• [WHAT YOU SHOULD DO]
Lines below that include "instance" are the answer; copy each one.

• [RAW DATA]

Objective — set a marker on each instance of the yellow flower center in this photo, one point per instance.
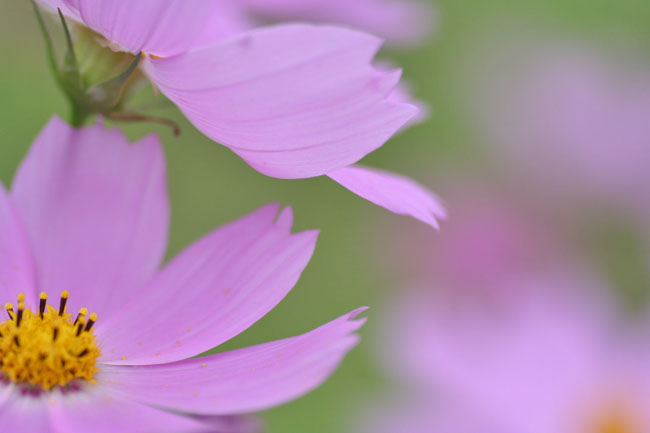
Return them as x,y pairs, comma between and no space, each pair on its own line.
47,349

* * *

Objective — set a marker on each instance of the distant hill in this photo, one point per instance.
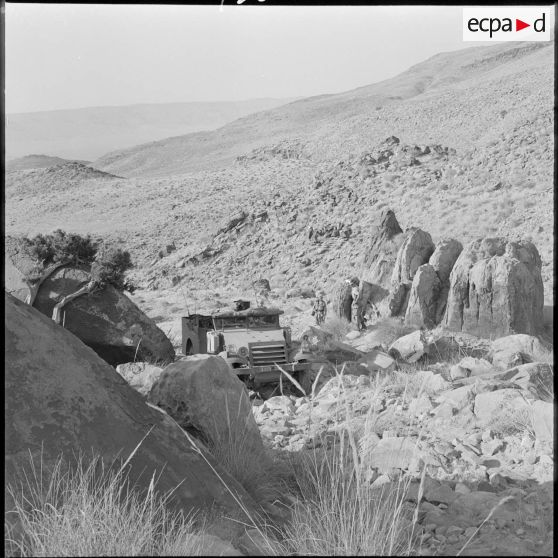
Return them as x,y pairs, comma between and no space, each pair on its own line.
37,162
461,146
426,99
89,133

• [EXERCISE RESULT]
Objective — set a marker on each instance of the yellow flower center in this photo, one point per instance.
Objective — set a marker on each instance of the distant hill in this photo, one point per instance.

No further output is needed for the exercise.